• **Exercise goal**: Copy the passage of the post on Bernstein's Chichester Psalms between "All Saints Pasadena" and "Chichester Psalms (1965).", inclusive, swapping "impressive" for "outstanding".

• **Extract to read**:
-*-*-

Blissfully Unaware of Threat

"Blissfully unaware of threat" in Leonard Bernstein's Chichester Psalms

All Saints Pasadena Episcopal Church has an impressive musical program. I've sung with them for 17 years and in that time we've sung at the prestigious Disney Concert Hall in downtown Los Angeles several times with the Los Angeles Philharmonic. And this June, we're tackling for the first time in two decades Leonard Bernstein's Chichester Psalms (1965).

It's an amazing piece, sung in Hebrew, and full of deliciously difficult chord progressions. I can say wholeheartedly that I'm glad I sing bass for this work, as the tenors have a wildly challenging job in this score. If you've not heard it before, I invite you to our concert on Sunday, June 5, 2017, at 5pm. For those who cannot attend, we will be live streaming it at

One composer note had the choir giggling during our first rehearsal of the piece. It was above the women's parts. Berstein wrote "Blissfully unaware of threat".  Undoubtedly, that might be the oddest and most amusing composer directive many of us have seen.

And yet it had me thinking into the night.

-*-*-

• **Extracted material**:
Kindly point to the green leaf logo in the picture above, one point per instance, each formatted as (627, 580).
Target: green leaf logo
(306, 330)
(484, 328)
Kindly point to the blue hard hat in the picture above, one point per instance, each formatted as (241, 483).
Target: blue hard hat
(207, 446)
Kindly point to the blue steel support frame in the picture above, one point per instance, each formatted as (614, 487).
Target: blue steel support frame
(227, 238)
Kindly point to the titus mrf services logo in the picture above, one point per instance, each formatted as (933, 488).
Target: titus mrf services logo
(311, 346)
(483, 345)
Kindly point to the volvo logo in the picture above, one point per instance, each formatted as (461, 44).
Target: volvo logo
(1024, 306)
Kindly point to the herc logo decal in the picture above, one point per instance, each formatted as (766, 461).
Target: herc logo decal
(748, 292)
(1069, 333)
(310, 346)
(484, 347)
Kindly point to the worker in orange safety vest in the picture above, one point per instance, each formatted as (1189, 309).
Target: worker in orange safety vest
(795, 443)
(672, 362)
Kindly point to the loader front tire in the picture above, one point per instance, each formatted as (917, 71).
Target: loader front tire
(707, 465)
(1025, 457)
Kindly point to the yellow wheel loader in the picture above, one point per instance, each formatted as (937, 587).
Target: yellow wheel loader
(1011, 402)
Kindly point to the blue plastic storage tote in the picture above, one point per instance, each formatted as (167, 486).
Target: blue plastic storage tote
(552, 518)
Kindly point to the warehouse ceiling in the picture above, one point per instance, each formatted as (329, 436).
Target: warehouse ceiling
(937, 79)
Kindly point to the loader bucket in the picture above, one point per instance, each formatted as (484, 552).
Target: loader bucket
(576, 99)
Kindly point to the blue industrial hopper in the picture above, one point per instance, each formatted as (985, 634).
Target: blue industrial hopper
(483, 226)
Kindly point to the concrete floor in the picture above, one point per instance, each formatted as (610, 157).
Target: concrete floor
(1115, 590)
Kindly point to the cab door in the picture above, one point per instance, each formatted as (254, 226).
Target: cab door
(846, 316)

-*-*-

• **Answer space**:
All Saints Pasadena Episcopal Church has an outstanding musical program. I've sung with them for 17 years and in that time we've sung at the prestigious Disney Concert Hall in downtown Los Angeles several times with the Los Angeles Philharmonic. And this June, we're tackling for the first time in two decades Leonard Bernstein's Chichester Psalms (1965).